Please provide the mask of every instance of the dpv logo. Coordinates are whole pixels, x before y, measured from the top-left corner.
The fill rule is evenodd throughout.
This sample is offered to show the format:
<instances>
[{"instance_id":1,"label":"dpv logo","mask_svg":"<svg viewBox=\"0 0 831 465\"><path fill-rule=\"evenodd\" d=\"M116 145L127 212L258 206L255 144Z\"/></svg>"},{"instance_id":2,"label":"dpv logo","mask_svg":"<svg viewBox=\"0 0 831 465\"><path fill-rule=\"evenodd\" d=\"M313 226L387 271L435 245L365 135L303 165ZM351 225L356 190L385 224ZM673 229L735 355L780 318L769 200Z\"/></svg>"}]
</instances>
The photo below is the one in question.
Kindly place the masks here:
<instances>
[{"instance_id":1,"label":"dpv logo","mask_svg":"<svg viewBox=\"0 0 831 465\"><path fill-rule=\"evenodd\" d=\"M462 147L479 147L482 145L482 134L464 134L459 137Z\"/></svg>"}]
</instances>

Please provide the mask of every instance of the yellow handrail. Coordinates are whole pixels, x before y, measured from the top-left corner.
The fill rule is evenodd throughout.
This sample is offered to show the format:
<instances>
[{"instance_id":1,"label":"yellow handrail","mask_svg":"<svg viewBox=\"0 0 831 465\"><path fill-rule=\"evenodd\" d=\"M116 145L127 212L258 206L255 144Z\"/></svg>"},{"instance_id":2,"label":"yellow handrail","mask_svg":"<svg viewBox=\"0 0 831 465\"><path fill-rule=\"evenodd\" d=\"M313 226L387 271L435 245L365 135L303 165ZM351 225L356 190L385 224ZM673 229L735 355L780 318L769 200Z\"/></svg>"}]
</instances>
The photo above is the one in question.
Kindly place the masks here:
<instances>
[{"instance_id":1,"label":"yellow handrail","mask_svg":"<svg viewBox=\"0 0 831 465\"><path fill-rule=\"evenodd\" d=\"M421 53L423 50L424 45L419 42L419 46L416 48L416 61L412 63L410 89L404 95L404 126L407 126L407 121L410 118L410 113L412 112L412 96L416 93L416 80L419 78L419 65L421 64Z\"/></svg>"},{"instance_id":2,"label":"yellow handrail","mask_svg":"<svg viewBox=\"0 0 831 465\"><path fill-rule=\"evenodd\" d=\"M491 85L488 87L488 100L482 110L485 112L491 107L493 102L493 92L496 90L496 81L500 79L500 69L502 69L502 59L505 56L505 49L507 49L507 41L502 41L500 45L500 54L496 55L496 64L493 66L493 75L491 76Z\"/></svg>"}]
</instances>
________
**Brief**
Retype all the material above precisely, with no line left out.

**Reply**
Please provide the mask of every instance of the dpv logo. Coordinates are whole pixels, x before y, measured from the top-left corner.
The fill rule is evenodd throughout.
This sample is offered to show the format:
<instances>
[{"instance_id":1,"label":"dpv logo","mask_svg":"<svg viewBox=\"0 0 831 465\"><path fill-rule=\"evenodd\" d=\"M116 145L127 212L258 206L255 144Z\"/></svg>"},{"instance_id":2,"label":"dpv logo","mask_svg":"<svg viewBox=\"0 0 831 465\"><path fill-rule=\"evenodd\" d=\"M313 226L387 271L435 245L365 135L303 165ZM351 225L356 190L385 224ZM673 229L735 355L780 318L769 200Z\"/></svg>"}]
</instances>
The photo below is the one in question.
Kindly place the masks here:
<instances>
[{"instance_id":1,"label":"dpv logo","mask_svg":"<svg viewBox=\"0 0 831 465\"><path fill-rule=\"evenodd\" d=\"M462 147L479 147L482 145L482 134L464 134L459 137Z\"/></svg>"}]
</instances>

Please provide the mask of every instance of the yellow handrail. Coordinates are whole pixels, x before y, measured from the top-left corner.
The fill rule is evenodd throughout.
This sample is offered to show the format:
<instances>
[{"instance_id":1,"label":"yellow handrail","mask_svg":"<svg viewBox=\"0 0 831 465\"><path fill-rule=\"evenodd\" d=\"M116 145L127 212L258 206L255 144Z\"/></svg>"},{"instance_id":2,"label":"yellow handrail","mask_svg":"<svg viewBox=\"0 0 831 465\"><path fill-rule=\"evenodd\" d=\"M313 226L387 271L435 245L365 135L303 165ZM351 225L356 190L385 224ZM673 229L735 355L780 318L769 200Z\"/></svg>"}]
</instances>
The photo above is the one in question.
Kindly place the masks here:
<instances>
[{"instance_id":1,"label":"yellow handrail","mask_svg":"<svg viewBox=\"0 0 831 465\"><path fill-rule=\"evenodd\" d=\"M421 53L423 50L424 45L419 42L419 46L416 48L416 61L412 63L410 89L404 95L404 126L407 126L407 121L410 118L410 113L412 112L412 96L416 93L416 80L419 78L419 65L421 64Z\"/></svg>"},{"instance_id":2,"label":"yellow handrail","mask_svg":"<svg viewBox=\"0 0 831 465\"><path fill-rule=\"evenodd\" d=\"M491 85L488 87L488 100L482 110L485 112L491 107L493 102L493 92L496 90L496 81L500 79L500 69L502 69L502 59L505 56L505 49L507 49L507 41L502 41L500 45L500 54L496 55L496 64L493 66L493 75L491 76Z\"/></svg>"}]
</instances>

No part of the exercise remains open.